▶ **Description of the task**:
State how many of the lines below contain the string "house", treating case as significant. Reply with the number alone.

— Start of Information provided —

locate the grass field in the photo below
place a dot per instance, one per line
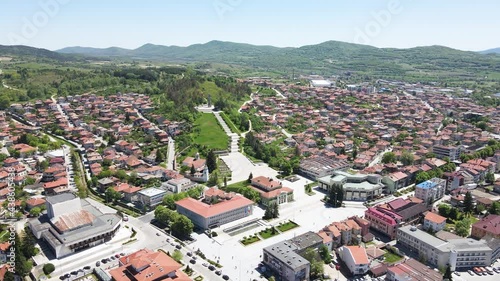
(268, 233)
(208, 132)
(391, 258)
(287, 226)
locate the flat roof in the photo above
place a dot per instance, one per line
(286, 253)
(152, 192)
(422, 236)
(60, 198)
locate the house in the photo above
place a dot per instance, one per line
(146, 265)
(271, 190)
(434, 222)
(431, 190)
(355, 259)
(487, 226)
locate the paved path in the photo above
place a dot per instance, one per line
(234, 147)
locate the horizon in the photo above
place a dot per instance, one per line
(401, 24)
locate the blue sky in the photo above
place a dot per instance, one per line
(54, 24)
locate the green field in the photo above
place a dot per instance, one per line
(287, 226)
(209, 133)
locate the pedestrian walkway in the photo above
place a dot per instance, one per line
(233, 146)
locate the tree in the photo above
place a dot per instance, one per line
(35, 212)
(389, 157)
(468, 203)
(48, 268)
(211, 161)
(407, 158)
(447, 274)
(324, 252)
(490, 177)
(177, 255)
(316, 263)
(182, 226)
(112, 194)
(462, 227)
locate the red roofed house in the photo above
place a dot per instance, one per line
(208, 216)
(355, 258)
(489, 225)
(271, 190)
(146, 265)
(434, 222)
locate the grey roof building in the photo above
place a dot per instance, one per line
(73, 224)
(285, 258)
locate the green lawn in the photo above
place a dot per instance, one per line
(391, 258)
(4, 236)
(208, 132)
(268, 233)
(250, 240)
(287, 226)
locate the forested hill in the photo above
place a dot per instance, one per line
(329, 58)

— End of Information provided —
— Start of Information provided —

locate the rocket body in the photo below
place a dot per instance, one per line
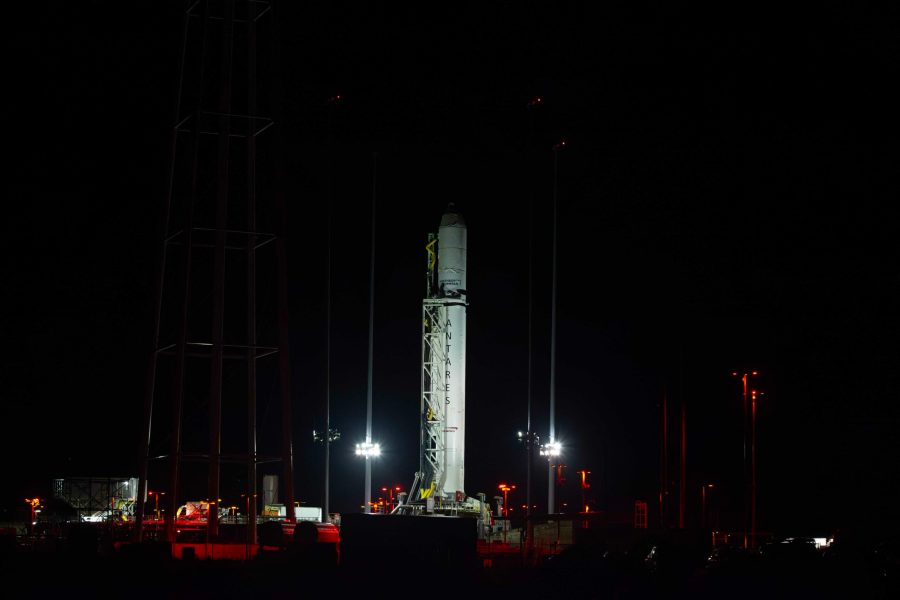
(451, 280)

— End of Information provided —

▶ **Result of this exercise**:
2